DIRECTIONS FOR THIS TASK » Continue the passage on Ned Kelly's three-year sentence for riding a stolen horse, picking up after its last sentence.

If the defenders of Ned Kelly ever point to
what they think is actual evidence of Police corruption and the unfair
persecution of Ned, the incident they are most likely to refer to is the one
where they say, for being caught riding a horse someone else had stolen, Ned
got double the sentence that the thief himself got - eighteen months for Isaiah
Wright, three years for Ned. Up to that point everything on record supports the
view that the Kellys received a fair go from Police and Judiciary. However, on
the face of it that sentence certainly does look unfair, but if it is, it’s the
first ever example of something which looks like Kelly persecution.
For Kelly supporters there are two problems
with this story: the first is that if it does turn out on close inspection to
be some sort of corrupt action by Police and the Judiciary, it cant be used as
an explanation of why Kelly became a criminal because he already was one. If
this is the first example of police corruption its way too late in the story to
be cited as a cause for Kellys rebellion: hes already been in Court over three
charges relating to highway robbery, one of indecency, two relating to assault of local
hawkers, and hes already done time in gaol. The notion that Kelly turned to
crime because of Police persecution doesn’t fit the historical sequence of
events.

DATA SHOWN »
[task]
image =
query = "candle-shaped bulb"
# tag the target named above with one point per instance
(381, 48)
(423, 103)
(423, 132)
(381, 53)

ANSWER »
The second problem is that when you carefully
analyze what happened, as Morrissey did in his recent book, you discover
there’s a whole lot more to this episode, a back-story that demolishes the idea
that the court treated Ned unfairly. It provides an explanation that makes
sense of the whole episode, and provides answers to two issues that the myth
about this incident fails to answer: why the Judiciary, having previously dealt
fairly with the Kellys would suddenly decide to be manifestly unfair ( it didn't) , and why
Wild Wright wasn’t prepared to come to Neds aid in Court (Ned betrayed him).
So what did happen?
The Kelly myth is that as he rode through Greta one day, Kelly was
arrested, after a violent struggle by senior Constable Hall and then was
charged with having stolen the horse. Ned Kelly said the horse wasn’t stolen but
belonged to Wild Wright but in fact, the horse belonged to the Mansfield
postmaster, George Newlands. In Court,
when it was shown Ned couldn’t have stolen it because he was still in
Beechworth prison when the horse disappeared, Wild Wright was charged with the
theft and Ned Kelly with ‘feloniously receiving a horse’. Both were found
guilty, and Ned received three years with hard labour, but Wild Wright only got
18 months. J.J.Kenneally says of Wilds sentence: “The Loaded Dice was not used
against him”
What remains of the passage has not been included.